## Activity:
Retype the entries below without any change.

::: Records provided :::

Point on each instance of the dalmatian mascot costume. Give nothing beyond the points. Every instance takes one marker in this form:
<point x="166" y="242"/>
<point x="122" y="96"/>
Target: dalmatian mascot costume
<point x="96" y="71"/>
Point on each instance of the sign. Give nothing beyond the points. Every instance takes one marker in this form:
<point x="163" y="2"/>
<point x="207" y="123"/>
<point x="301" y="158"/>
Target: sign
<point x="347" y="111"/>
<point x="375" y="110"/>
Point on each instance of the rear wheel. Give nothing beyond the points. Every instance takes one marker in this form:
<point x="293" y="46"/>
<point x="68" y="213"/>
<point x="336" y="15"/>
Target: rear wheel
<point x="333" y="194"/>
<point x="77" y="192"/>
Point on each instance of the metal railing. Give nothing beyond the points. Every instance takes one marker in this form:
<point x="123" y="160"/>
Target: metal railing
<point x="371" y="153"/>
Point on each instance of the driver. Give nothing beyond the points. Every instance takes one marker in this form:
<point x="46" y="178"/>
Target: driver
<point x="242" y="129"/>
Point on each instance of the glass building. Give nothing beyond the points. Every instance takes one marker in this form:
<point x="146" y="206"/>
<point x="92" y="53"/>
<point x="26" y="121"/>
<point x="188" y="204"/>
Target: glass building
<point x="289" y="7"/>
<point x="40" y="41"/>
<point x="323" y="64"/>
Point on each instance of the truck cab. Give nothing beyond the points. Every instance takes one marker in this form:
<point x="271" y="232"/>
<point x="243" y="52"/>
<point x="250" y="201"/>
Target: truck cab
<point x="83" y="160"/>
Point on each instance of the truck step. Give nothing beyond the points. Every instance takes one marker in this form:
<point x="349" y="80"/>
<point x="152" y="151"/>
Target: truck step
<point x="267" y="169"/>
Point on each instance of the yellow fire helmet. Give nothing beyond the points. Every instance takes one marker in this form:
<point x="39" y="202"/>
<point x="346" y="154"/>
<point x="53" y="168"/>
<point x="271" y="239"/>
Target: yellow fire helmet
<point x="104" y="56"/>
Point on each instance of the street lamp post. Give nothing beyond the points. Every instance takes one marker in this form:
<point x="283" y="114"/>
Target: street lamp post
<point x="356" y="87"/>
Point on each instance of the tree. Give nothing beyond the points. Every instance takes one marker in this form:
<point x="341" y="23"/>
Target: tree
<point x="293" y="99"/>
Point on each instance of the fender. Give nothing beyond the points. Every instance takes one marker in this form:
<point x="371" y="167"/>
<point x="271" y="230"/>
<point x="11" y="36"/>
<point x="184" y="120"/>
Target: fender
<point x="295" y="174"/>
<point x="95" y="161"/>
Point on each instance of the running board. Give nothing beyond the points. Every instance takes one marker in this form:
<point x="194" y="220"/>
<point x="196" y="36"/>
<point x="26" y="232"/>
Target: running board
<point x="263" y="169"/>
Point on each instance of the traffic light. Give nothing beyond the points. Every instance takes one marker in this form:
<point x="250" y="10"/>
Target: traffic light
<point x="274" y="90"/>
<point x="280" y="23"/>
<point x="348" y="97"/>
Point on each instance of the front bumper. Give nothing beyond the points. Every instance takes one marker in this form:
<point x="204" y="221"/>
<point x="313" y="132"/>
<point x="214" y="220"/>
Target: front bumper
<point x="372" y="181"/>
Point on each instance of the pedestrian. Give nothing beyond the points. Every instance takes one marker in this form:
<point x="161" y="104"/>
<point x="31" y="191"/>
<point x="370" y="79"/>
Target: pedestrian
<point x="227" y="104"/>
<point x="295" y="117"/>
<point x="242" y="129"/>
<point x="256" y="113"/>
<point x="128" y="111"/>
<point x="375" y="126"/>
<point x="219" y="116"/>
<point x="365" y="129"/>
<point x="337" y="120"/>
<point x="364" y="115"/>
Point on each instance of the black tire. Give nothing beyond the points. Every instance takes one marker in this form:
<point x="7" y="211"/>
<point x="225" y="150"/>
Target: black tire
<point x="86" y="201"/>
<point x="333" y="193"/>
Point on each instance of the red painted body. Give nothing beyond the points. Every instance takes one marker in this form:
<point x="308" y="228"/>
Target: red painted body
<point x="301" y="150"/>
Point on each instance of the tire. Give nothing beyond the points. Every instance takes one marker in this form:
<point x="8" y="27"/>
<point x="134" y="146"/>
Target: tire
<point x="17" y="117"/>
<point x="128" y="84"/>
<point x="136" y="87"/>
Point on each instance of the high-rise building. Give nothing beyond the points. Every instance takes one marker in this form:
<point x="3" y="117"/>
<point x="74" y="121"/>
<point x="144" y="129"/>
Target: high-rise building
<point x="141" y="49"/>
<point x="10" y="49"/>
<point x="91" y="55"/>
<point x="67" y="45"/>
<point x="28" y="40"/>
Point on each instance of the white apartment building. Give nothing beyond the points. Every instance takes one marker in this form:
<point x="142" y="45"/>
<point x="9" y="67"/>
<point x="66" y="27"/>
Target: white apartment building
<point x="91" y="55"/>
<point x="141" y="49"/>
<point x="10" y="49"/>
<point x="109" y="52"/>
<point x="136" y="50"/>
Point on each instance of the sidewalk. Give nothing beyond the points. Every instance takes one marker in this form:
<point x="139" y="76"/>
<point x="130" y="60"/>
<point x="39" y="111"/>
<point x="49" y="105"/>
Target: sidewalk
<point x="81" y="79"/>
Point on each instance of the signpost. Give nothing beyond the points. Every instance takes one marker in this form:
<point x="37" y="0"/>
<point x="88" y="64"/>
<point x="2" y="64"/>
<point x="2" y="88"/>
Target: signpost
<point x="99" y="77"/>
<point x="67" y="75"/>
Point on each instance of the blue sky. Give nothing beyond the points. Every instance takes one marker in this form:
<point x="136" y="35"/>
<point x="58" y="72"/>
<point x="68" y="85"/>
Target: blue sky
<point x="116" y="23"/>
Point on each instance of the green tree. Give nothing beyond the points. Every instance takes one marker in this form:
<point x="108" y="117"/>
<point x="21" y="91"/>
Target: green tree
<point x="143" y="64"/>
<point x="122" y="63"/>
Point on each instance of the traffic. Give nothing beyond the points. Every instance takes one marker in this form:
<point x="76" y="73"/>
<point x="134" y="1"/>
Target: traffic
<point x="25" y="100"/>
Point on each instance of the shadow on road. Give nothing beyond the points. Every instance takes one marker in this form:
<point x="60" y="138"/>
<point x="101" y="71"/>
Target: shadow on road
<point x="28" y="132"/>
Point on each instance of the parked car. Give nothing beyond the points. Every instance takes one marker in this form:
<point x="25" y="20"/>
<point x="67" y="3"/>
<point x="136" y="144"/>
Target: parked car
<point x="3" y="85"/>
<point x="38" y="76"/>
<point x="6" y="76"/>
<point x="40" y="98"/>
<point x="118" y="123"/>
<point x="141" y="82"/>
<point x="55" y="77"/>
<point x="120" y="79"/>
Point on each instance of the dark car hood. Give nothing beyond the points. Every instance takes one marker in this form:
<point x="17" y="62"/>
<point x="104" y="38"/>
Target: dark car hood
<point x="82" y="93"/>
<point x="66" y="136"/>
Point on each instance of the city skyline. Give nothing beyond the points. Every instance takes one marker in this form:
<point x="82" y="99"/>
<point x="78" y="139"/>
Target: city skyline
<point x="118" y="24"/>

:::

## Exercise answer:
Point on each instance of the dalmatian mascot costume. Give nothing beyond the points. Every instance takes one marker in this form:
<point x="166" y="242"/>
<point x="122" y="96"/>
Target: dalmatian mascot costume
<point x="96" y="71"/>
Point on each instance of the sign. Give nothing beyond the points. Every instance takes one marker in this form:
<point x="163" y="2"/>
<point x="207" y="123"/>
<point x="301" y="158"/>
Target: sign
<point x="347" y="111"/>
<point x="375" y="110"/>
Point on each instance of the rear wheel. Give nothing beyond the points. Every instance takes one marker in this form:
<point x="293" y="46"/>
<point x="68" y="213"/>
<point x="336" y="15"/>
Target: rear wheel
<point x="333" y="194"/>
<point x="77" y="192"/>
Point on each instance of the metal railing. Give nothing beyond the points. Every instance takes one marker in this form:
<point x="123" y="160"/>
Target: metal railing
<point x="371" y="153"/>
Point on each instance of the driver. Give nothing beyond the points. Every instance takes one marker in this form:
<point x="46" y="178"/>
Target: driver
<point x="242" y="129"/>
Point on each instance of the glass building. Give nothing beyond the points. Every instance takes one marker in this form:
<point x="146" y="206"/>
<point x="92" y="53"/>
<point x="26" y="121"/>
<point x="188" y="204"/>
Target: glass building
<point x="289" y="7"/>
<point x="40" y="41"/>
<point x="323" y="64"/>
Point on each instance of the truck cab. Give nothing beyond the points. Every instance takes one marker in this form:
<point x="271" y="232"/>
<point x="243" y="52"/>
<point x="250" y="201"/>
Target: truck cab
<point x="83" y="160"/>
Point on each instance of the truck step. Give nothing beyond the points. Every instance takes one marker in this form:
<point x="349" y="80"/>
<point x="152" y="151"/>
Target: truck step
<point x="267" y="169"/>
Point on each instance of the yellow fire helmet. Give nothing beyond the points. Every instance takes one marker in this form:
<point x="39" y="202"/>
<point x="346" y="154"/>
<point x="53" y="168"/>
<point x="271" y="239"/>
Target: yellow fire helmet
<point x="104" y="56"/>
Point on each instance of the street lamp post. Give nothing beyond the points. Every instance takes one marker in this form:
<point x="283" y="114"/>
Target: street lamp post
<point x="356" y="87"/>
Point on each instance of the tree. Give nothing beyond the points. Every instance takes one marker in this form:
<point x="341" y="23"/>
Target: tree
<point x="293" y="99"/>
Point on each instance of the fender. Give nothing beyond the points. Every instance takes one marker in this form:
<point x="371" y="167"/>
<point x="271" y="230"/>
<point x="11" y="36"/>
<point x="184" y="120"/>
Target: fender
<point x="295" y="174"/>
<point x="95" y="161"/>
Point on each instance of the running board. Give nothing beyond the points. Every instance takes one marker in this form:
<point x="194" y="220"/>
<point x="196" y="36"/>
<point x="26" y="232"/>
Target: running board
<point x="263" y="169"/>
Point on each instance of the traffic light. Give nothing beyond the points. Every instance takes one marker in this form:
<point x="250" y="10"/>
Target: traffic light
<point x="274" y="90"/>
<point x="280" y="23"/>
<point x="348" y="97"/>
Point on each instance of the front bumper. Give nothing beyond the points. Every instance takes one marker in this form:
<point x="204" y="221"/>
<point x="313" y="132"/>
<point x="214" y="220"/>
Target: front bumper
<point x="372" y="181"/>
Point on each instance of the pedestrian. Give nothing beyond the points. Every instance takes one marker in this form:
<point x="161" y="104"/>
<point x="31" y="191"/>
<point x="370" y="79"/>
Target: pedestrian
<point x="227" y="104"/>
<point x="295" y="117"/>
<point x="242" y="129"/>
<point x="256" y="113"/>
<point x="128" y="111"/>
<point x="375" y="126"/>
<point x="219" y="116"/>
<point x="365" y="129"/>
<point x="337" y="120"/>
<point x="364" y="115"/>
Point on each instance of the black tire. Give nothing beyond the points. Every instance takes one marker in this form:
<point x="7" y="211"/>
<point x="225" y="150"/>
Target: black tire
<point x="86" y="201"/>
<point x="333" y="193"/>
Point on each instance of the red painted body. Give nothing beyond the points. Every instance takes one marker in this form:
<point x="308" y="228"/>
Target: red painted body
<point x="301" y="150"/>
Point on each instance of the tire. Give nothing beyond the points. Every instance takes one marker in this form:
<point x="8" y="27"/>
<point x="134" y="146"/>
Target: tire
<point x="17" y="117"/>
<point x="128" y="84"/>
<point x="136" y="87"/>
Point on each instance of the high-rise building. Give nothing beyond the points. Every instance takes one marker in this form:
<point x="3" y="117"/>
<point x="74" y="121"/>
<point x="144" y="129"/>
Target: high-rise building
<point x="141" y="49"/>
<point x="10" y="49"/>
<point x="91" y="55"/>
<point x="67" y="45"/>
<point x="28" y="40"/>
Point on each instance of the white apartment building. Give nothing beyond the points. Every instance takes one marker in this form:
<point x="142" y="45"/>
<point x="9" y="67"/>
<point x="66" y="27"/>
Target: white apartment building
<point x="91" y="55"/>
<point x="141" y="49"/>
<point x="10" y="49"/>
<point x="109" y="52"/>
<point x="136" y="50"/>
Point on each instance of the sidewalk. Give nothing beyond the points. Every instance takes one marker in this form:
<point x="139" y="76"/>
<point x="130" y="60"/>
<point x="39" y="111"/>
<point x="49" y="105"/>
Target: sidewalk
<point x="81" y="79"/>
Point on each instance of the signpost. Give nothing beyond the points. Every instance takes one marker in this form:
<point x="37" y="0"/>
<point x="88" y="64"/>
<point x="2" y="64"/>
<point x="2" y="88"/>
Target: signpost
<point x="99" y="77"/>
<point x="67" y="75"/>
Point on each instance of the blue sky. Give nothing beyond the points. Every instance takes one marker in this form:
<point x="136" y="35"/>
<point x="58" y="72"/>
<point x="68" y="85"/>
Target: blue sky
<point x="116" y="23"/>
Point on each instance of the green tree. Give nothing beyond the points. Every instance takes one marker in this form:
<point x="108" y="117"/>
<point x="21" y="91"/>
Target: green tree
<point x="143" y="64"/>
<point x="122" y="63"/>
Point on each instance of the traffic. Give nothing beyond the points. Every instance takes one marker in this form:
<point x="76" y="73"/>
<point x="134" y="1"/>
Target: traffic
<point x="25" y="100"/>
Point on each instance of the shadow on road. Give nothing beyond the points. Every instance takes one marker in this form:
<point x="60" y="138"/>
<point x="101" y="71"/>
Target: shadow on road
<point x="28" y="132"/>
Point on each instance of the parked car. Give nothing beyond the points. Every instance takes one marker in this form:
<point x="25" y="20"/>
<point x="67" y="3"/>
<point x="136" y="144"/>
Target: parked car
<point x="3" y="85"/>
<point x="38" y="76"/>
<point x="6" y="76"/>
<point x="40" y="98"/>
<point x="118" y="123"/>
<point x="141" y="82"/>
<point x="55" y="77"/>
<point x="120" y="79"/>
Point on each instance of the dark car hood. Give nothing beyond the points. Every instance takes one marker in this form:
<point x="17" y="62"/>
<point x="104" y="38"/>
Target: dark car hood
<point x="82" y="93"/>
<point x="66" y="136"/>
Point on each instance of the city skyline. Give nothing beyond the points. Every instance takes one marker in this form:
<point x="82" y="99"/>
<point x="78" y="139"/>
Target: city skyline
<point x="118" y="24"/>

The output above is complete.